→ DOCUMENT SEGMENT
>>>>>

Many people train hard enough. The stimulus is already there, though sometimes they need to reduce unnecessary exercises and sets. We are adaptable organisms. Heavy exercise disrupts homeostasis and demands a response to the stress. If you work hard and challenge your body’s ability to produce muscular tension in basic exercises, then you will grow. If this does not occur, something is wrong.
In many cases, the trainee simply needs to eat more food. This will spur growth almost regardless of the food source, as long as some easy minimums are reached. Just add calories somehow to your usual diet. The old-timers knew that hard training with too little food substance led nowhere. This is an essential requirement, though it need not feel complicated. You just need more raw materials to fuel your efforts.

<<<<<

→ WHAT THE EXERCISE ASKS
Repeat word for word the section of the training passage from "In many cases, the" up to and including "fuel your efforts.". The rows below have no connection to the training passage.

Dataset entries
>>>>>

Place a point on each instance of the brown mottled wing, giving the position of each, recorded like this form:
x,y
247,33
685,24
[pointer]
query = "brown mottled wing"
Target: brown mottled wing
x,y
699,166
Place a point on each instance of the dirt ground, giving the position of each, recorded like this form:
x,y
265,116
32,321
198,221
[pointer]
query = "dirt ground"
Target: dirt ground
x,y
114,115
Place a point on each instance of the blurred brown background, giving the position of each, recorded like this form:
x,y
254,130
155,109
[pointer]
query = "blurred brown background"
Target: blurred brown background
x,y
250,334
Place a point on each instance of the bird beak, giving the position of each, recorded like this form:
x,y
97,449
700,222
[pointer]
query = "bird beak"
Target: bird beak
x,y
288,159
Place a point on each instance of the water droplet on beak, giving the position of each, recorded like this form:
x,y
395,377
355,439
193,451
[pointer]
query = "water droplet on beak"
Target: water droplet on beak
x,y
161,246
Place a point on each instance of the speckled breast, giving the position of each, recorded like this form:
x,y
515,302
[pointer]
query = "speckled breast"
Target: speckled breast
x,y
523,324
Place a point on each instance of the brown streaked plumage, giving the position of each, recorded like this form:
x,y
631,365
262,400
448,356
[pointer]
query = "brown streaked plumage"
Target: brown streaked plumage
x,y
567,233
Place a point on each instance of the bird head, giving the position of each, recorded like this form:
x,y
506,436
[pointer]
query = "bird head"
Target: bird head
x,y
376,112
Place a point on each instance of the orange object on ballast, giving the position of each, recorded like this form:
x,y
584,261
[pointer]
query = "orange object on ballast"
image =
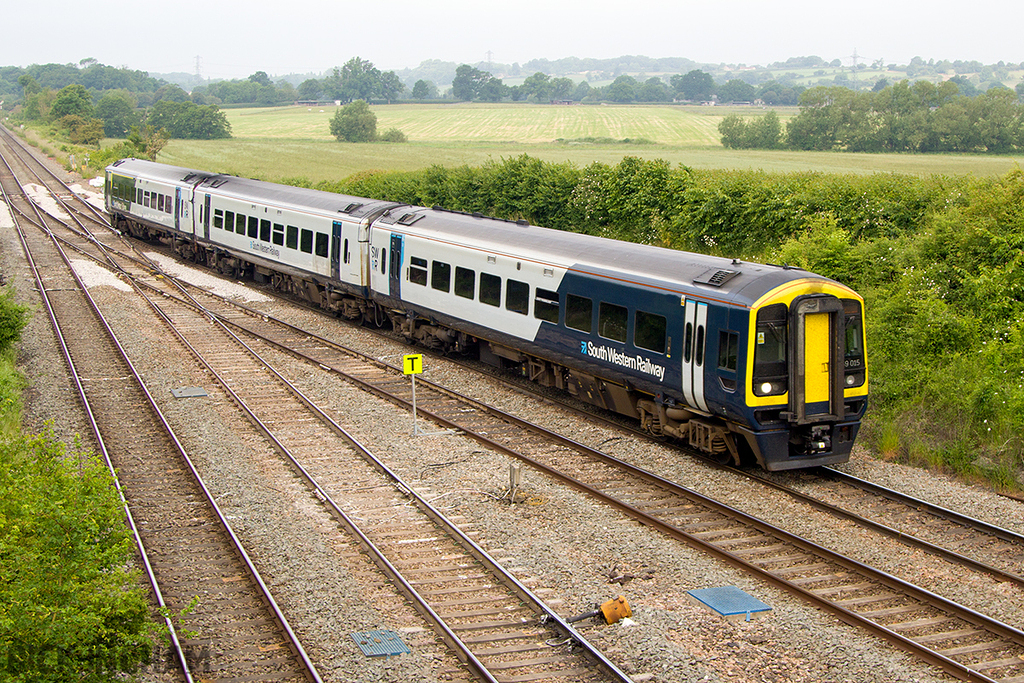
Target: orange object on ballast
x,y
615,609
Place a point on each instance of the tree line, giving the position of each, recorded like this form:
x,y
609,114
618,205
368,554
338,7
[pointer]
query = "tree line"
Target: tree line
x,y
84,118
939,260
903,117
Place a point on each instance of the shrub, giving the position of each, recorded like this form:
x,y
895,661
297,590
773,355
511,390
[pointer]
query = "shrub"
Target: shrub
x,y
392,135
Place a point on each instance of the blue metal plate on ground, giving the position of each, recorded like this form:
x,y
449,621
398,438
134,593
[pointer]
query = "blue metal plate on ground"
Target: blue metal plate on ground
x,y
380,643
729,600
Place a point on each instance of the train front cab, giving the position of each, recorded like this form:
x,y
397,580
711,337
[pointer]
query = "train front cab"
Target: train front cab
x,y
808,377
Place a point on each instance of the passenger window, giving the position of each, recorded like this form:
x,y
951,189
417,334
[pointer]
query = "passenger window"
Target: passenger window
x,y
649,332
418,270
728,349
491,289
465,282
440,276
579,313
546,305
517,297
771,369
395,262
611,322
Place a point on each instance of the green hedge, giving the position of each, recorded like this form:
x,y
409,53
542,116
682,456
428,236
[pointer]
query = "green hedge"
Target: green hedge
x,y
938,260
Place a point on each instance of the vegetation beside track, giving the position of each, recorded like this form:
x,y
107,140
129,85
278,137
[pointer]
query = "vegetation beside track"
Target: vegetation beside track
x,y
931,243
939,260
71,608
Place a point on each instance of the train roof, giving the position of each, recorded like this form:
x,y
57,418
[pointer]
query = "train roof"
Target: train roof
x,y
300,199
669,269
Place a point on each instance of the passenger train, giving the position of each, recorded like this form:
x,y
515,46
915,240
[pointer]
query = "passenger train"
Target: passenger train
x,y
743,361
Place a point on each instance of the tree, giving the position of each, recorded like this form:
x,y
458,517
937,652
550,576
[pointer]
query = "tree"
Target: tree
x,y
735,90
653,90
310,89
189,121
81,130
538,86
468,82
390,86
70,608
29,85
148,140
359,80
117,110
623,89
424,90
172,93
695,85
260,78
354,123
561,88
73,99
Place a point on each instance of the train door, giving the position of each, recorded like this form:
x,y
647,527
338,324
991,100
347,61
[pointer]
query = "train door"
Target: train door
x,y
336,251
177,208
694,347
394,274
206,218
816,341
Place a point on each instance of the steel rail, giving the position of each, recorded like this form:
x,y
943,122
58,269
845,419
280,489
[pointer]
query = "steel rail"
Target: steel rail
x,y
380,558
309,669
100,441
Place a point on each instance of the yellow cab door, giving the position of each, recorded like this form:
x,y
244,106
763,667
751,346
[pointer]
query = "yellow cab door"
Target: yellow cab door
x,y
817,326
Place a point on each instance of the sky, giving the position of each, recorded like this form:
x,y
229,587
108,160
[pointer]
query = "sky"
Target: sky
x,y
223,40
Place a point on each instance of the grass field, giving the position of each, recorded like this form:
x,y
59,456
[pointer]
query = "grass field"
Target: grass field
x,y
295,141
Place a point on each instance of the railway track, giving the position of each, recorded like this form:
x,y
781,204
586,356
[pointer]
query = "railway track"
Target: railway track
x,y
495,624
942,633
240,631
950,638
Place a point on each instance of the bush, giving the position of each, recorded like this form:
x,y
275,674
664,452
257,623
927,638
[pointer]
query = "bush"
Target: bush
x,y
392,135
69,607
354,123
13,317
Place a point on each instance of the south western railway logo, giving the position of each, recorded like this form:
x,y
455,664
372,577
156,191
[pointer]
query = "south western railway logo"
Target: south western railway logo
x,y
614,356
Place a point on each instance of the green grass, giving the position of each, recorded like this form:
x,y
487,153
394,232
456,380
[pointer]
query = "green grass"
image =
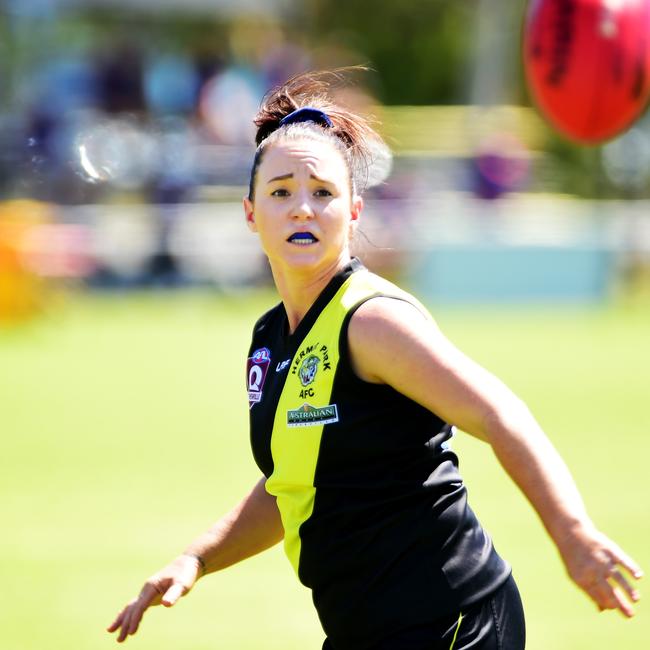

<<<<<

→ SOLUTION TO THIS EXERCISE
In many cases, the trainee simply needs to eat more food. This will spur growth almost regardless of the food source, as long as some easy minimums are reached. Just add calories somehow to your usual diet. The old-timers knew that hard training with too little food substance led nowhere. This is an essential requirement, though it need not feel complicated. You just need more raw materials to fuel your efforts.